Extracted text:
** BEGIN **

Cisco reckoned it had turned acquisitions into a business process, a core capability. A team of eventually 60 people worked full-time on it, screening possible targets, evaluating their prospects and capabilities, negotiating in detail and, most importantly, ensuring that key people were quickly integrated and motivated. The day after the deal was done, everyone would have new job titles and business cards, there would be Cisco signs outside the building, Cisco coffee in the percolators, and T-shirts with “I’ve been assimilated” on them.
Inevitably, the Cyborg of Silicon Valley succumbed to hubris and got careless. In 1999 it bought Monterey Networks for $517 million, but within a few days its owners had left, and Cisco subsequently closed it down, having decided that Monterey’s fiber-optic technology was “ahead of its time”. In the same month, after only three days of negotiations, it paid an astounding $6.9 billion for Cerent Corporation. If the goal was to acquire its 287 employees, this valued each of them at $24 million.
These were crazy times: for a few weeks in 2000 Cisco was valued at $550 billion, higher than any other company in the world. Even though the Internet bust that soon followed slashed its market cap to $100 billion and meant no sales growth at all for several years, Cisco survived and most elements in its breakneck growth strategy were vindicated. It had by far the most comprehensive product range in the industry and it remains the automatic networking standard for most business customers.

** END **

Data provided:
** BEGIN **

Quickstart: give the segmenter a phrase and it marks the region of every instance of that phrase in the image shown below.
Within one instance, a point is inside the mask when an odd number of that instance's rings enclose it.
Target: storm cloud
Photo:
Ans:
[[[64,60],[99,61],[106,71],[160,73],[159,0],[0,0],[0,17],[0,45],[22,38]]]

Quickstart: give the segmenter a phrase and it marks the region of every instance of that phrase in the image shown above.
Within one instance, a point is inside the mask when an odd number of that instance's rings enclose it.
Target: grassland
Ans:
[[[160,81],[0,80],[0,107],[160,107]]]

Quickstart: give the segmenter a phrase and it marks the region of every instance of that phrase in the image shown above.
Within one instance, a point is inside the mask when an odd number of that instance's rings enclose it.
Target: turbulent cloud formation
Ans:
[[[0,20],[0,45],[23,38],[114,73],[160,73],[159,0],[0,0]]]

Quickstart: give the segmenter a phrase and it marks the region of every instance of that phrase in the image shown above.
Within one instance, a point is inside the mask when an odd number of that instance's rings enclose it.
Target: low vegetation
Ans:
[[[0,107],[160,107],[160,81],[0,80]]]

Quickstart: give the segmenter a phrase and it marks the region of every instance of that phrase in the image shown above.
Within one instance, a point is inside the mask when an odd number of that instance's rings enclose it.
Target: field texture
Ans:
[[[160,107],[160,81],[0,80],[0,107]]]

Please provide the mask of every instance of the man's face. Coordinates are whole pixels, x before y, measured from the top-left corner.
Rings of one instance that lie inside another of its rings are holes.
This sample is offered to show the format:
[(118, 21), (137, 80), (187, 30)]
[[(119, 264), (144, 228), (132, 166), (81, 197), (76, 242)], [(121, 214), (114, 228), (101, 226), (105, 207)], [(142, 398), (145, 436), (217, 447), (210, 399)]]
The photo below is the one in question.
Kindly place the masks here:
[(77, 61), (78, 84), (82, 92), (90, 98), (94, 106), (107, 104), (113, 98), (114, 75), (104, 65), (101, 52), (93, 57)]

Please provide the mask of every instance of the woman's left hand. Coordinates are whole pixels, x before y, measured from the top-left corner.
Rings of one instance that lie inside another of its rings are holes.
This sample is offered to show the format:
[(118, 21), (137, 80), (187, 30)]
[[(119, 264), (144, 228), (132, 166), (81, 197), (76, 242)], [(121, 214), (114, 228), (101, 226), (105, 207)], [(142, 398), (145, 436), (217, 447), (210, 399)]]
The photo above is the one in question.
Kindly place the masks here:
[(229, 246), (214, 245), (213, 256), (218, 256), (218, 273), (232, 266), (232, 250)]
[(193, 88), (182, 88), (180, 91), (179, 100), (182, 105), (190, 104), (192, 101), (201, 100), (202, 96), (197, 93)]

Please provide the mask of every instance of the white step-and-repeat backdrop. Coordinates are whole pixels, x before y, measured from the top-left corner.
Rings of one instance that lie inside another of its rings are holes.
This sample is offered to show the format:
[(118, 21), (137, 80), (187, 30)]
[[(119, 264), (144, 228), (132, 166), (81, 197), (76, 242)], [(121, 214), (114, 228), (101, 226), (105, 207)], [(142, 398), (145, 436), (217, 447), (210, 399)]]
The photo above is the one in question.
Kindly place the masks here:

** END **

Task set:
• A. What dollar amounts appear in the Cisco excerpt?
• B. Could you rewrite the Cisco excerpt between "These were crazy" and "most business customers.", inclusive, changing "crazy times" to "heady times"?
• C. According to the Cisco excerpt, how many employees did Cerent Corporation have?
None of the tasks uses the lines.

Per-task answers:
• A. $517 million, $6.9 billion, $24 million, $550 billion, $100 billion

• B.
These were heady times: for a few weeks in 2000 Cisco was valued at $550 billion, higher than any other company in the world. Even though the Internet bust that soon followed slashed its market cap to $100 billion and meant no sales growth at all for several years, Cisco survived and most elements in its breakneck growth strategy were vindicated. It had by far the most comprehensive product range in the industry and it remains the automatic networking standard for most business customers.

• C. 287